* **SHORT EXERCISE**:
Express every line of the entries below as a JSON list of strings, one string per line, leaving out blank lines.

* **DATA SHOWN**:
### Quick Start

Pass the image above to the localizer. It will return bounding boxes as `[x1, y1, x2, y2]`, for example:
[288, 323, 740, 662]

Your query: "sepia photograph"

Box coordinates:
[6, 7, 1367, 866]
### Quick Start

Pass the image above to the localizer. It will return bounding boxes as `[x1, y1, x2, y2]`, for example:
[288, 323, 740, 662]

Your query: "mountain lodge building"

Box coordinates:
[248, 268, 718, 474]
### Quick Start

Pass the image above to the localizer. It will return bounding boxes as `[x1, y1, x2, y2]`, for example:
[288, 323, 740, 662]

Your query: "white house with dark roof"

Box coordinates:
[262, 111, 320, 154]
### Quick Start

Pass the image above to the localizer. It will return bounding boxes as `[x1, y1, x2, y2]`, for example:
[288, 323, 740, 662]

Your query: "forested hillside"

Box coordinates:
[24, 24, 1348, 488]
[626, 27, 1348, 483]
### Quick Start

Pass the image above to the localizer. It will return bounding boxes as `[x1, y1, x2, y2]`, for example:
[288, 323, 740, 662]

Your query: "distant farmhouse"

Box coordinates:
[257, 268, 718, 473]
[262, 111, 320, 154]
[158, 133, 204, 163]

* **WRITTEN SOLUTION**:
[
  "### Quick Start",
  "Pass the image above to the localizer. It will return bounding boxes as `[x1, y1, x2, y2]`, for example:",
  "[288, 323, 740, 662]",
  "Your query: \"sepia photograph\"",
  "Box coordinates:",
  "[6, 7, 1367, 866]",
  "### Quick Start",
  "Pass the image above to the localizer. It will return bounding boxes as `[x1, y1, x2, y2]`, for example:",
  "[288, 323, 740, 662]",
  "Your query: \"mountain lodge building\"",
  "Box coordinates:",
  "[248, 268, 718, 474]",
  "### Quick Start",
  "Pass the image above to the localizer. It will return bounding boxes as `[x1, y1, x2, y2]`, for example:",
  "[288, 323, 740, 662]",
  "Your query: \"white house with dark roof\"",
  "Box coordinates:",
  "[262, 111, 320, 154]",
  "### Quick Start",
  "Pass the image above to the localizer. It will return bounding boxes as `[x1, y1, x2, y2]`, for example:",
  "[288, 323, 740, 662]",
  "Your query: \"forested hillside\"",
  "Box coordinates:",
  "[24, 24, 1348, 488]",
  "[626, 27, 1348, 483]",
  "### Quick Start",
  "Pass the image above to the localizer. It will return bounding boxes as `[x1, y1, x2, y2]`, for example:",
  "[288, 323, 740, 662]",
  "Your query: \"distant farmhouse\"",
  "Box coordinates:",
  "[257, 268, 718, 473]",
  "[262, 111, 320, 154]",
  "[158, 133, 204, 163]"
]